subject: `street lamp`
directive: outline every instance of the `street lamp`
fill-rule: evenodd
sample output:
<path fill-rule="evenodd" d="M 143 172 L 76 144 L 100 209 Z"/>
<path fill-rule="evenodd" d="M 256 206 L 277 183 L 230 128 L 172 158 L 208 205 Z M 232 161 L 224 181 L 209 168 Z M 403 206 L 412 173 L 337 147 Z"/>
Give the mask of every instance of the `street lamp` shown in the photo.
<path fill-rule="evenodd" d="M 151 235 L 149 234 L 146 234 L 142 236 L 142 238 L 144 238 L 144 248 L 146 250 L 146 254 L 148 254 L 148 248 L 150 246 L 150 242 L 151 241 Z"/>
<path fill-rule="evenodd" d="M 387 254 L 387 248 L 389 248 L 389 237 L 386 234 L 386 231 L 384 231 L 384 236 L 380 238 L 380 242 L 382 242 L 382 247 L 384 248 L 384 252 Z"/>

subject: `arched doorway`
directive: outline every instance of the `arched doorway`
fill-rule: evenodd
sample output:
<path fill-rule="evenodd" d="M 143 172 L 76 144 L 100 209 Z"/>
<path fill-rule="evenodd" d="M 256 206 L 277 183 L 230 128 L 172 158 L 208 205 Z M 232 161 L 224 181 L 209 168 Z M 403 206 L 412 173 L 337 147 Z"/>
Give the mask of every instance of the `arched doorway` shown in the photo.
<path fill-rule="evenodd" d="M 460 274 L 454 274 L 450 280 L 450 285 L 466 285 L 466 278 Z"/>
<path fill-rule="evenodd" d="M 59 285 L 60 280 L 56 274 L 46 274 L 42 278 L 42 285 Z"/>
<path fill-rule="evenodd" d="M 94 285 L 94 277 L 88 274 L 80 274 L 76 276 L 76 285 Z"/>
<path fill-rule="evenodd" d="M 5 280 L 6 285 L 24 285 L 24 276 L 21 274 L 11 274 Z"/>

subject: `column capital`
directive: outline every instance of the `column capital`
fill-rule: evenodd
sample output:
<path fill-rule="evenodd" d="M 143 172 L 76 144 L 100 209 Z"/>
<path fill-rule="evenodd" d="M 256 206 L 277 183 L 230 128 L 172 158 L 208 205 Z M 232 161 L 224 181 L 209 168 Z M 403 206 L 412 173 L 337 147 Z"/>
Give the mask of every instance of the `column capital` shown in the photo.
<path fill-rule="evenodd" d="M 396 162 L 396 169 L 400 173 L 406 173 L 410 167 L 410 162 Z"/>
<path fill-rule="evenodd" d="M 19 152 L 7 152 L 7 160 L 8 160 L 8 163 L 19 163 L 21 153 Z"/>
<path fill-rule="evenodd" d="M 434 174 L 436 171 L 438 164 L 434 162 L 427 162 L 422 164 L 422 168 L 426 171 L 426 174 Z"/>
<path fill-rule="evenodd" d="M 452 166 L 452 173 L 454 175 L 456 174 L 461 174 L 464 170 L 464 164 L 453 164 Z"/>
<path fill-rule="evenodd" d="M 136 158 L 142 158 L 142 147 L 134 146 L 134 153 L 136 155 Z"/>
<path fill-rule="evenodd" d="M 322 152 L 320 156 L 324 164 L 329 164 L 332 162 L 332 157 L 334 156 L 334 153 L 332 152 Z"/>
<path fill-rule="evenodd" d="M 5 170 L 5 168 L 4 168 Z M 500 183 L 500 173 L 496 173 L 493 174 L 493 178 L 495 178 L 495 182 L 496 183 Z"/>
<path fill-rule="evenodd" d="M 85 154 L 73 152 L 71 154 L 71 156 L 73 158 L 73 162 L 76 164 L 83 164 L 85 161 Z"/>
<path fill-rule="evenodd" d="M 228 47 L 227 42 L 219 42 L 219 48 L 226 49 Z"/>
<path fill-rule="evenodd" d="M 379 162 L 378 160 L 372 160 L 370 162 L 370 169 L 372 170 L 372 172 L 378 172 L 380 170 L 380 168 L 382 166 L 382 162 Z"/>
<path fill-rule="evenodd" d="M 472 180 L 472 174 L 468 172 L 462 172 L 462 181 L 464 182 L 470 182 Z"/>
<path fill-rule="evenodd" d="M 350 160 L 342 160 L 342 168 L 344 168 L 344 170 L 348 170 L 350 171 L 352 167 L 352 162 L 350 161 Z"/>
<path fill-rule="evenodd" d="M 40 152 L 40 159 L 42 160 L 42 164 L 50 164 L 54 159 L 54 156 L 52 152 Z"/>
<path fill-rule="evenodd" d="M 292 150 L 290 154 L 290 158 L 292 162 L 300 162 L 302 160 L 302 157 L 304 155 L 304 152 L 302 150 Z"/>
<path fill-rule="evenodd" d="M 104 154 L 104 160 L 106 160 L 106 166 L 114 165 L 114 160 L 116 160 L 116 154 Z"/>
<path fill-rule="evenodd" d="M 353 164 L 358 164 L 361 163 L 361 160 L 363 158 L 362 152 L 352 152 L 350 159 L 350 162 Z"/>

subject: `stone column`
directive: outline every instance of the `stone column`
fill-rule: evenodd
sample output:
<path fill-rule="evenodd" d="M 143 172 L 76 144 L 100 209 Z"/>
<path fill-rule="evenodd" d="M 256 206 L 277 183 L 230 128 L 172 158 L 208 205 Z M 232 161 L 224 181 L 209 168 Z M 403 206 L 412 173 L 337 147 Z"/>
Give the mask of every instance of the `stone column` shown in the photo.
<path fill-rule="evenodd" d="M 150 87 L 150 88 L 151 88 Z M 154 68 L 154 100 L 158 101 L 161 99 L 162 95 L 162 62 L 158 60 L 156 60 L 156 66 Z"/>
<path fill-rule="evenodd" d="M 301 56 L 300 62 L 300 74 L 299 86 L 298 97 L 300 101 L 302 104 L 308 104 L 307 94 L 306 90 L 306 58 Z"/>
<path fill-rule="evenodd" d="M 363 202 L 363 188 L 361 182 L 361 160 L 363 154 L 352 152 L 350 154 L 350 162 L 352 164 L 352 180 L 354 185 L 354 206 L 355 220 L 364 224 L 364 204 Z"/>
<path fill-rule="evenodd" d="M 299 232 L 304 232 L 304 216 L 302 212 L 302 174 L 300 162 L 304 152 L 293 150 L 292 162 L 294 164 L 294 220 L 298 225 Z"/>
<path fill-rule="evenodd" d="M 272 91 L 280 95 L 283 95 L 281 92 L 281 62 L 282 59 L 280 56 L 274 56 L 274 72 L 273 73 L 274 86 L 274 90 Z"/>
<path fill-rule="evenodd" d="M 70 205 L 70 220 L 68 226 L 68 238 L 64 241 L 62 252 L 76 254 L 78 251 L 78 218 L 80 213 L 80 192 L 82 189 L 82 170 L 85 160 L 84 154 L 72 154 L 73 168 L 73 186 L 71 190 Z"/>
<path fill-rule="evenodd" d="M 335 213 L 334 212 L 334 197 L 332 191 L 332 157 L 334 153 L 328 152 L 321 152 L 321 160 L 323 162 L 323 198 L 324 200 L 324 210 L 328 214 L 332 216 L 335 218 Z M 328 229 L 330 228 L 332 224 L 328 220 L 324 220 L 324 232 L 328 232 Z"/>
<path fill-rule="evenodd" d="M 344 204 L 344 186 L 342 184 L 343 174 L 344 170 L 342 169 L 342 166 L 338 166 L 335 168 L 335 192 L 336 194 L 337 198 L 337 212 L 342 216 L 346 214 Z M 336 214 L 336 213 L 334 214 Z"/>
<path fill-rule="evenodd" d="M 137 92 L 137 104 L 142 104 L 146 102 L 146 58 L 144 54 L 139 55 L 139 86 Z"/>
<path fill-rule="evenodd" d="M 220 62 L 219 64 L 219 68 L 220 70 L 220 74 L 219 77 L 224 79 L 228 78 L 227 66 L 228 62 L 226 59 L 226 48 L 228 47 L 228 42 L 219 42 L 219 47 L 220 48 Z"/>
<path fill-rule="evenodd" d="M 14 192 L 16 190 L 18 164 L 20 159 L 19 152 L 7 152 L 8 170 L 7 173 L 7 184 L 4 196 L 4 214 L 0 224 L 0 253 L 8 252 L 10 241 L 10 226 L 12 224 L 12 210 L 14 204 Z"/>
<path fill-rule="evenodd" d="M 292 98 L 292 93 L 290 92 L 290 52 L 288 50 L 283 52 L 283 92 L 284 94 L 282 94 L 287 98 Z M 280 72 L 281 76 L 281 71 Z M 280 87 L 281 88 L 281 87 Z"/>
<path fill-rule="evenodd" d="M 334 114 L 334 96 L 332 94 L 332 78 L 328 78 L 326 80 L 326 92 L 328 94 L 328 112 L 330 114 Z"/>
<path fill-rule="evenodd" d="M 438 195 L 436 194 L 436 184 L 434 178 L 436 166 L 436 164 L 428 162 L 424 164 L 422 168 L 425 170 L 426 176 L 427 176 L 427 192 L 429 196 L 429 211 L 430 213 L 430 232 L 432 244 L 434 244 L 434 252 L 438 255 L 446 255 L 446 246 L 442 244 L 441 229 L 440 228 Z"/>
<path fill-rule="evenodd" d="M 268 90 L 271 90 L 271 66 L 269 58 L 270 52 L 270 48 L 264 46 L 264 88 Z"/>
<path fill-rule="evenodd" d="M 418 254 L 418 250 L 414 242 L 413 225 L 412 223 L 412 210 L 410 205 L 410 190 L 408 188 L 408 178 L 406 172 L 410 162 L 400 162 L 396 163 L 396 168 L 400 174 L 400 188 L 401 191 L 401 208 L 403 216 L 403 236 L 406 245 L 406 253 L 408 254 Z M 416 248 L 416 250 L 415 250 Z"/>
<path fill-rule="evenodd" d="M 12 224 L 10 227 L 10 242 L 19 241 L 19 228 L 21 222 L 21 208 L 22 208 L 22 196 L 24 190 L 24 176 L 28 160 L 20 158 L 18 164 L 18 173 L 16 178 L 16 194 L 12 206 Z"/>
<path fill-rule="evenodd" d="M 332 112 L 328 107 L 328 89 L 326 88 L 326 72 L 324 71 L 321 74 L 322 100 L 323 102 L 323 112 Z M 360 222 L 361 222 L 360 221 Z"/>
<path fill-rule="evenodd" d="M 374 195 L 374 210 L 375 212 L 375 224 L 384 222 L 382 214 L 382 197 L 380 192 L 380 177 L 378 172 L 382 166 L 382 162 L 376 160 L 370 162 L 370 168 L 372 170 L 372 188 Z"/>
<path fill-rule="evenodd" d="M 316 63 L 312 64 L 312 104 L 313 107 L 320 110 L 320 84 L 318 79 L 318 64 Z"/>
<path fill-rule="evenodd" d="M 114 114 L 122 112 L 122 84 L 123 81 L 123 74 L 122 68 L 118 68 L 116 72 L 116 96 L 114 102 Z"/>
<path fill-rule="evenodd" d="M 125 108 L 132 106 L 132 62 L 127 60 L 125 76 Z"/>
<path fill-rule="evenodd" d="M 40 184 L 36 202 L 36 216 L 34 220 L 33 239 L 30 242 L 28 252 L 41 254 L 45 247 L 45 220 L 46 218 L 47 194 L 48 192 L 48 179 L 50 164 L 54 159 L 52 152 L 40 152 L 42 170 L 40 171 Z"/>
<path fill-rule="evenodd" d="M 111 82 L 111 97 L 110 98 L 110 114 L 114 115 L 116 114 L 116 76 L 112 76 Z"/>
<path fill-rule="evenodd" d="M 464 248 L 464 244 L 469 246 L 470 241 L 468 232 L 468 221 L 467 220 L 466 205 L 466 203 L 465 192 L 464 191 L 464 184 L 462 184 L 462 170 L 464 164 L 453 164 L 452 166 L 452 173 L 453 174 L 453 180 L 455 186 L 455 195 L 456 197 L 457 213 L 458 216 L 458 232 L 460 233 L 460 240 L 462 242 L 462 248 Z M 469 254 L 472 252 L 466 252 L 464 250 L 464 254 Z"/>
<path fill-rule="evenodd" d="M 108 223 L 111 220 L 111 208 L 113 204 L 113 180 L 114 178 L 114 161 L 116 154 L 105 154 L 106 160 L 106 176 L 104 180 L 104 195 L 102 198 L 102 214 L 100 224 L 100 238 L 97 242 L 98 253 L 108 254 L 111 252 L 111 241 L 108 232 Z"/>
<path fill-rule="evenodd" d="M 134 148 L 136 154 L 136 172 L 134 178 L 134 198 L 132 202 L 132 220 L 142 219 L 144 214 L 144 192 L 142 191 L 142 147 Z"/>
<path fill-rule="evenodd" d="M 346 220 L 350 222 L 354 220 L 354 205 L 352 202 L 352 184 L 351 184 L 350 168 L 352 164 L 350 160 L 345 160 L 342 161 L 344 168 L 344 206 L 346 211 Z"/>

==========

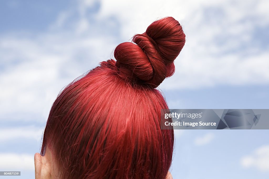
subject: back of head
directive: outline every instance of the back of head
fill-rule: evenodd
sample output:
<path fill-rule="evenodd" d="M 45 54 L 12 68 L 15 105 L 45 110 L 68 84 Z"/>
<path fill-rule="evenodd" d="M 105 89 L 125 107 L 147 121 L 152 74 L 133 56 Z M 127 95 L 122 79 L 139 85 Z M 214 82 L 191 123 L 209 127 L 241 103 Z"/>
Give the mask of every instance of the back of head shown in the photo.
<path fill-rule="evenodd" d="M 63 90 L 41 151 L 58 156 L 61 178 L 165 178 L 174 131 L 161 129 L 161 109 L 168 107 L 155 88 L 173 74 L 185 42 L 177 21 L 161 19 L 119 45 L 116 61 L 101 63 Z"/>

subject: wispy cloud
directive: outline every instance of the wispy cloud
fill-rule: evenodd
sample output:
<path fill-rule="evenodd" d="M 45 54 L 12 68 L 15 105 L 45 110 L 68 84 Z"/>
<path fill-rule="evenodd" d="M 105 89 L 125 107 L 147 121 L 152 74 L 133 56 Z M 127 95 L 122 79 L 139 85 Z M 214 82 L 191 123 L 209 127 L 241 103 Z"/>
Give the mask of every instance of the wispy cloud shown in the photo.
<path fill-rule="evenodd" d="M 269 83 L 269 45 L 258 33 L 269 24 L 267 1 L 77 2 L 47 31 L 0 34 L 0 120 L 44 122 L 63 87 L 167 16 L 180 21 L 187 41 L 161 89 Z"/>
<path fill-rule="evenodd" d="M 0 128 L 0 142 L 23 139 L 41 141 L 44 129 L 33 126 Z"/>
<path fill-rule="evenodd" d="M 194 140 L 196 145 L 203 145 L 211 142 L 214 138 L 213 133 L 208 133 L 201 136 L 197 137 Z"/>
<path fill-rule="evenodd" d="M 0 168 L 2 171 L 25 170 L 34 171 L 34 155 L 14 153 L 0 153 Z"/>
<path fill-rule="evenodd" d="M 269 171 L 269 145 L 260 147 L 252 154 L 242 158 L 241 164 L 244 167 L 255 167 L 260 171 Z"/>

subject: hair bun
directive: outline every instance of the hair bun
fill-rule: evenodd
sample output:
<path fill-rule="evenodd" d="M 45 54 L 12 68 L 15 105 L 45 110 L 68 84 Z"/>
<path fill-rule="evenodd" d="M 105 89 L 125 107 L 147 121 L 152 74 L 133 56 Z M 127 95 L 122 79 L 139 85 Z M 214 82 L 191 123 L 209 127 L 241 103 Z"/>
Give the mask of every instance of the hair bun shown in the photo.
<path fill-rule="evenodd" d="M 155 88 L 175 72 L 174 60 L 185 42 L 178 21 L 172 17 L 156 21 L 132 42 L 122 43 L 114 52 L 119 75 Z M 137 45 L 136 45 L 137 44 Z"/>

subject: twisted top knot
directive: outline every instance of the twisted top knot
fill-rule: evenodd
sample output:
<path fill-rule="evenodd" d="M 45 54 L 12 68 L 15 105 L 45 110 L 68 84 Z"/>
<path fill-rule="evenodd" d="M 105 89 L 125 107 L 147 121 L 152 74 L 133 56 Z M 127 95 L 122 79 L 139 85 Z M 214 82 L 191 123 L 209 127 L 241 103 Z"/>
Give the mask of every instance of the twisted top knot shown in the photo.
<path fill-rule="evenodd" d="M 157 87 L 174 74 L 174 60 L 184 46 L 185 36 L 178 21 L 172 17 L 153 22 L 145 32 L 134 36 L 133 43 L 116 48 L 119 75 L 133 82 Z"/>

==========

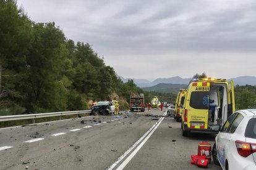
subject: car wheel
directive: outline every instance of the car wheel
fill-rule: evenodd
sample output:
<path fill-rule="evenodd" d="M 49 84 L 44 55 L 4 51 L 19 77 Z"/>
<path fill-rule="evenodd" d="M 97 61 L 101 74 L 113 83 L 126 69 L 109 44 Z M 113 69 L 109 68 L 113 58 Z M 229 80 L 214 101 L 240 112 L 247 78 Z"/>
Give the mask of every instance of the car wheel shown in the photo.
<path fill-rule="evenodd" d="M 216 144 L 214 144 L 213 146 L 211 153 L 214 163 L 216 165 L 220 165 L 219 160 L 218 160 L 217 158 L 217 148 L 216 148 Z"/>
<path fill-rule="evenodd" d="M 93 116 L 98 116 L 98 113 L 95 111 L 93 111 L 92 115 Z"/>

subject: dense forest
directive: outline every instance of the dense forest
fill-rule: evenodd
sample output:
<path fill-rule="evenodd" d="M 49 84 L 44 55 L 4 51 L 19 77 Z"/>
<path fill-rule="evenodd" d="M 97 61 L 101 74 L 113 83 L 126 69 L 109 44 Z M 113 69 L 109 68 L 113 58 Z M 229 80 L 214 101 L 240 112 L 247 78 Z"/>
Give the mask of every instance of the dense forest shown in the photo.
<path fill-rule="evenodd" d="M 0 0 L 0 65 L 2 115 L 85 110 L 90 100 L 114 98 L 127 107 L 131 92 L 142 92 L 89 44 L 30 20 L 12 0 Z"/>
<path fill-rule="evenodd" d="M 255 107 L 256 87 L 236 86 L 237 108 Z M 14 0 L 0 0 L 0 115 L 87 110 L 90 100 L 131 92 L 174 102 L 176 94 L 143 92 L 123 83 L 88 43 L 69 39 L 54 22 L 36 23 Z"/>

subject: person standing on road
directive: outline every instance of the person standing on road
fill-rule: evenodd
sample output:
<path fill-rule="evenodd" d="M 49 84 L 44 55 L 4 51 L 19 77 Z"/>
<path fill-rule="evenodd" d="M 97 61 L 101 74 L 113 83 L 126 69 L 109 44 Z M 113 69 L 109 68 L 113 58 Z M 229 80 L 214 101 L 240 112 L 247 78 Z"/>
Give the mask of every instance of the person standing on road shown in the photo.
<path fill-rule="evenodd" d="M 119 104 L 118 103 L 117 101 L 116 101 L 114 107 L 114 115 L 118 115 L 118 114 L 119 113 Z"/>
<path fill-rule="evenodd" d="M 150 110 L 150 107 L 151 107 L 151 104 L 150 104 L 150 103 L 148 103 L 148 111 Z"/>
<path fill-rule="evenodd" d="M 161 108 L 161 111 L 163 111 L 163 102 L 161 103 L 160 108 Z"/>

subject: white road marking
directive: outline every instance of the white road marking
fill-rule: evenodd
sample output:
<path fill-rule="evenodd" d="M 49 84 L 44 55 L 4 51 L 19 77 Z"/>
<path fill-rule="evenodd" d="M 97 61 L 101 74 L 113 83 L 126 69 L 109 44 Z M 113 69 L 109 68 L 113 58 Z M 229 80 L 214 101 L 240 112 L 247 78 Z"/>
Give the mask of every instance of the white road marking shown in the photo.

==========

* TASK DIRECTIONS:
Can you put the lines of the records, from the line with "subject: twisted top knot" to the line with "157 87 L 174" (both included), into a numbered list that leaves out any blank lines?

* ANSWER TO THE TASK:
1. subject: twisted top knot
2. directive: outline every instance of the twisted top knot
3. fill-rule: evenodd
4. sample output:
5. <path fill-rule="evenodd" d="M 45 54 L 12 68 L 15 105 L 45 110 L 68 84 Z"/>
6. <path fill-rule="evenodd" d="M 105 89 L 125 107 L 147 121 L 152 74 L 133 56 Z M 127 95 L 122 79 L 139 85 Z M 214 82 L 191 123 L 209 127 L 241 103 Z"/>
7. Give the mask of every instance of the twisted top knot shown in the photo.
8. <path fill-rule="evenodd" d="M 157 87 L 174 74 L 174 60 L 184 46 L 185 36 L 178 21 L 172 17 L 153 22 L 145 32 L 134 36 L 133 43 L 116 48 L 119 75 L 133 82 Z"/>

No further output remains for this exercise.